(Stored data):
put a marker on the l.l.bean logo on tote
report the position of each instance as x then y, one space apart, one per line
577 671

* * *

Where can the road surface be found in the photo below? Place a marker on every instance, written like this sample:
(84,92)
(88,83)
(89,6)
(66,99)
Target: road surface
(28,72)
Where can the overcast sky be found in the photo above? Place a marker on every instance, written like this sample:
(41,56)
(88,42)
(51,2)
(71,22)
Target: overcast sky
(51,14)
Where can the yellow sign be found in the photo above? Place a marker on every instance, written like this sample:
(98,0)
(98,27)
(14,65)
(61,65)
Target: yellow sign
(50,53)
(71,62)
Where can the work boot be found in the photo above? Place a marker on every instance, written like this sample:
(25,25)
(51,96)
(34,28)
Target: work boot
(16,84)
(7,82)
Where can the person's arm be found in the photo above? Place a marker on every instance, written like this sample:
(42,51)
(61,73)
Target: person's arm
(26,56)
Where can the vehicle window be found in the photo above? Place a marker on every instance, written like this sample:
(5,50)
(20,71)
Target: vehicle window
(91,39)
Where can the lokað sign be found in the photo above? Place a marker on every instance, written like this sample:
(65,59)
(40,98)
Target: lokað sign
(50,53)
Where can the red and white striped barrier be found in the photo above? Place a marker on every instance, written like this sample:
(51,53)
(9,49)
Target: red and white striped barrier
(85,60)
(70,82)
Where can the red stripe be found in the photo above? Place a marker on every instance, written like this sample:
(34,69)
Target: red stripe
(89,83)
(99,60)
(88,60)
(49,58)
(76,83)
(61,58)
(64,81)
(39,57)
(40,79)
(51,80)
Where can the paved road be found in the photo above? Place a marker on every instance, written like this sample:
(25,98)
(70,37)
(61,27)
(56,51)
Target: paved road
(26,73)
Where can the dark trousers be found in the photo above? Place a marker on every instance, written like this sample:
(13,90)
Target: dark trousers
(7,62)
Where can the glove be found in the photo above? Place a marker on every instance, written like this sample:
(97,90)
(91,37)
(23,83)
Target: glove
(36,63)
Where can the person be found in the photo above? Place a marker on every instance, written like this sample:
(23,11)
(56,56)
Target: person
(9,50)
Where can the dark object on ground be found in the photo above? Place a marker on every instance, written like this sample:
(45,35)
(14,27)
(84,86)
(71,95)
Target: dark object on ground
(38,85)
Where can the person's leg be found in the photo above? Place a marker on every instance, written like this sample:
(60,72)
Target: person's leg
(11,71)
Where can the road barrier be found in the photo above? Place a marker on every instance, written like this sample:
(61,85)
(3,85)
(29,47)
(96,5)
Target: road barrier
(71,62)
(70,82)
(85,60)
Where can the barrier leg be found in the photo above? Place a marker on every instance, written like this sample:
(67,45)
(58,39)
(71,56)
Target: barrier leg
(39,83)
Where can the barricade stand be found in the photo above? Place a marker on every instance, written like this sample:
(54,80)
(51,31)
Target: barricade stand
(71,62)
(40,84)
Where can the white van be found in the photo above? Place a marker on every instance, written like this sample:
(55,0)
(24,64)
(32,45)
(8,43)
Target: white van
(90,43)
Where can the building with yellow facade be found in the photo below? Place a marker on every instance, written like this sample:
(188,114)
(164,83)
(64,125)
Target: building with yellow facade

(Work to do):
Locate every line in the data above that contains the string "glove" and copy each of those lines. The match is case-sensitive.

(Answer to the problem):
Where can the glove be found in the photo above? Place a marker on every instance, written like this sample:
Target: glove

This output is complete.